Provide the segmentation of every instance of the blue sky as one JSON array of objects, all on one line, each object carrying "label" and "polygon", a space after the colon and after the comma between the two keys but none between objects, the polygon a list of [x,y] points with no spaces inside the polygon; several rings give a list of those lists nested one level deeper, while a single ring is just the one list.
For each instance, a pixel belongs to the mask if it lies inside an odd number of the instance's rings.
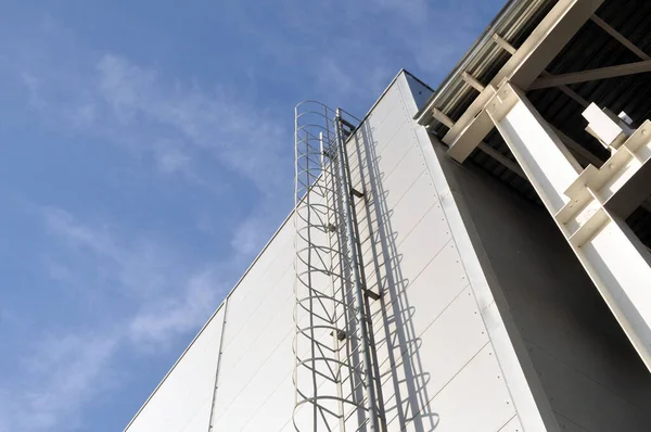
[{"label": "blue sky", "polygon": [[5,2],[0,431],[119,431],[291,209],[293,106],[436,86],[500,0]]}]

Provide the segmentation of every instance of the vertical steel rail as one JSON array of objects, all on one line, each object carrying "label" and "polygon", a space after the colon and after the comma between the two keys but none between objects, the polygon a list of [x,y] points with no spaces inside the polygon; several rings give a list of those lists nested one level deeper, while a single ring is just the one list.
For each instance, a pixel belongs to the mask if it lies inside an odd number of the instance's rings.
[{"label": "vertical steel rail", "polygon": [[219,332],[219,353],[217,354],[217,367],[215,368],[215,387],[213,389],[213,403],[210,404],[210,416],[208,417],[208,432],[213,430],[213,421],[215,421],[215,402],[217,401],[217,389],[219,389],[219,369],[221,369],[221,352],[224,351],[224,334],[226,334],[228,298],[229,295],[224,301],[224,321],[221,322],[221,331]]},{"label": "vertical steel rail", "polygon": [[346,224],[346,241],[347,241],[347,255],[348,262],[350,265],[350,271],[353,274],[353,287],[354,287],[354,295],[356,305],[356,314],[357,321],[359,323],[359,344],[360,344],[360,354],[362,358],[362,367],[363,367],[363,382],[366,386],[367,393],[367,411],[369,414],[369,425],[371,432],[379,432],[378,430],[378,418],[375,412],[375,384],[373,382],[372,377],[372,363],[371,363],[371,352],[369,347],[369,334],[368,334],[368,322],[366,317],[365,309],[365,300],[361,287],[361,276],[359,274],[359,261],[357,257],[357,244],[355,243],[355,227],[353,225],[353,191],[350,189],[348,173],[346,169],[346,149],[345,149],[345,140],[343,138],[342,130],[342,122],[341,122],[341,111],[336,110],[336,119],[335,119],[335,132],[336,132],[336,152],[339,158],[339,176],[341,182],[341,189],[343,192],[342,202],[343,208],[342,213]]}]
^^^^^^^^
SET TASK.
Reproduce the material word for word, starting at the line that contains "Provide the segmentation of every instance of the vertical" and continuing through the end of the material.

SOLUTION FOR THIS PROBLEM.
Provide the segmentation of every instance of the vertical steel rail as one JSON array of objects, all on one line, each object carrying "label" and "polygon", a space after the colon and after the comma between the two keys but none between objects, the polygon a list of [x,y] points with no spaces inside the polygon; several rings give a list of those lists nested one level deeper, while a single ring is just the one list.
For each instance, a pixel belongs to the mask if it lies inside an odd number of the instance's rings.
[{"label": "vertical steel rail", "polygon": [[219,332],[219,353],[217,354],[217,367],[215,368],[215,387],[213,389],[213,403],[210,404],[210,416],[208,417],[208,432],[213,430],[213,421],[215,421],[215,402],[217,401],[217,389],[219,389],[219,369],[221,369],[221,352],[224,351],[224,334],[226,334],[228,298],[229,295],[224,301],[224,321],[221,322],[221,331]]},{"label": "vertical steel rail", "polygon": [[346,224],[346,241],[347,241],[347,255],[348,262],[350,265],[350,271],[353,274],[353,287],[354,287],[354,295],[356,305],[356,314],[357,321],[359,323],[359,344],[360,344],[360,354],[362,358],[362,367],[363,367],[363,382],[366,386],[367,393],[367,411],[369,414],[369,425],[371,432],[379,432],[378,430],[378,418],[375,412],[375,384],[373,382],[372,377],[372,363],[371,363],[371,352],[369,347],[369,334],[368,334],[368,322],[366,317],[365,309],[365,300],[361,287],[361,276],[359,274],[359,261],[357,257],[357,244],[355,243],[355,227],[353,225],[353,191],[350,189],[348,173],[346,169],[346,149],[345,149],[345,140],[343,138],[342,130],[342,122],[341,122],[341,111],[336,110],[336,119],[335,119],[335,132],[336,132],[336,152],[339,158],[339,176],[341,182],[341,189],[343,192],[342,202],[343,208],[342,213]]}]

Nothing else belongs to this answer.